[Opening Passage provided section]

DCA Q&A – SHOULD I ACCEPT SHARES AS PAYMENT?

Q: I’m working full-time in IT. I’ve been approached by a family member to help out with a new venture. It involves probably six weeks of development, working evenings and part of the weekend. He’s said that he doesn’t expect me to do this for free – but he doesn’t have the seed capital to pay me. So, he’s proposed that I do the work and take a 20% stake in the business as payment. I’d like to help out, but I’m reluctant to put my personal life effectively on hold for so long without getting anything for it. What should I do?

 

A: Firstly, you should be aware that start-ups can fail. Often, that’s because they lack initial capital. If this is the approach he’s taking with you, you’d be right to wonder how the business is going to pay for anything else that it needs. In other words, this is a high risk investment.

 

To evaluate it properly, you need to figure out what the ‘opportunity cost’ of this development work would be – how much would you charge someone to take on the project if they had an actual budget? That’s the amount of investment this family member is effectively asking you for. And would you put that into his business idea for a 20% stake in the company?

 

Remember when you’re considering this question that you won’t be able to cash the stake in over the short – or even medium – term. You’ll only get a return on the investment if the company or a third party buys your shareholding. You’re entitled to know exactly what exit strategy this family member proposes.

[Closing Passage provided section]
[Opening Data section section]

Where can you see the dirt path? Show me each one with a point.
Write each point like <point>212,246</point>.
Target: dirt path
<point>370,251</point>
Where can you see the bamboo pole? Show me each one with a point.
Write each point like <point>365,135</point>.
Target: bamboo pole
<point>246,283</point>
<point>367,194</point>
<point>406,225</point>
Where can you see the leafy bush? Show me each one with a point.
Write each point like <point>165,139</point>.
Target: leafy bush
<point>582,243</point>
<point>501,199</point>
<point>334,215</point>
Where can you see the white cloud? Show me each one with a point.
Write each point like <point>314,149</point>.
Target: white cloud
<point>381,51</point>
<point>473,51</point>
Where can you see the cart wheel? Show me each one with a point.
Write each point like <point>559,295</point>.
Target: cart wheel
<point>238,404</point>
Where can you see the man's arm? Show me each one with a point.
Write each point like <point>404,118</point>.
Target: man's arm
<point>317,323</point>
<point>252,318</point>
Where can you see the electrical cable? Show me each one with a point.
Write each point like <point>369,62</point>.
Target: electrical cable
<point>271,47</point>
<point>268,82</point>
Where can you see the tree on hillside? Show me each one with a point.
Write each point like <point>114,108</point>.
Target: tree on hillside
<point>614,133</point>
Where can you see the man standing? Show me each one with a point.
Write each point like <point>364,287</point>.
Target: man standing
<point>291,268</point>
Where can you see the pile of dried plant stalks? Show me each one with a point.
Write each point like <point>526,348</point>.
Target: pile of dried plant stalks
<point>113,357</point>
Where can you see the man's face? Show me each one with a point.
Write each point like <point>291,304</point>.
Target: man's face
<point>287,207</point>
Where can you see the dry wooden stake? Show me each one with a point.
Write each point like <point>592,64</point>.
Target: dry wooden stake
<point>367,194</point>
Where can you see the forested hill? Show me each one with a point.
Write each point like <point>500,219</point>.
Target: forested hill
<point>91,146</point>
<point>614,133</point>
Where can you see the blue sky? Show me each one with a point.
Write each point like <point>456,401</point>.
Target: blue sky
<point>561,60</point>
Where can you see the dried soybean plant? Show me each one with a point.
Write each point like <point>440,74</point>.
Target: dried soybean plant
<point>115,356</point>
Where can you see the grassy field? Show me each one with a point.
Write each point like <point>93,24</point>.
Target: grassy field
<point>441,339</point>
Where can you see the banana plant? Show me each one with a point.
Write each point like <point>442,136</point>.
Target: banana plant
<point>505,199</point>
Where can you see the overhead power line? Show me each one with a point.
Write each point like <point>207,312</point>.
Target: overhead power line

[Closing Data section section]

Tasks to perform:
1 – In the shares-as-payment Q&A, what stake in the business does the family member offer as payment?
2 – Please reproduce the shares-as-payment Q&A word for word, starting with "Remember when you’re" and going on through "family member proposes.".
3 – List every detail the questioner in the shares-as-payment Q&A gives about the time the development work would take.
Answer using only the shares-as-payment Q&A.

Solved problems:
1 – A 20% stake in the business.

2 –
Remember when you’re considering this question that you won’t be able to cash the stake in over the short – or even medium – term. You’ll only get a return on the investment if the company or a third party buys your shareholding. You’re entitled to know exactly what exit strategy this family member proposes.

3 –
- Probably six weeks of development
- Working evenings
- Part of the weekend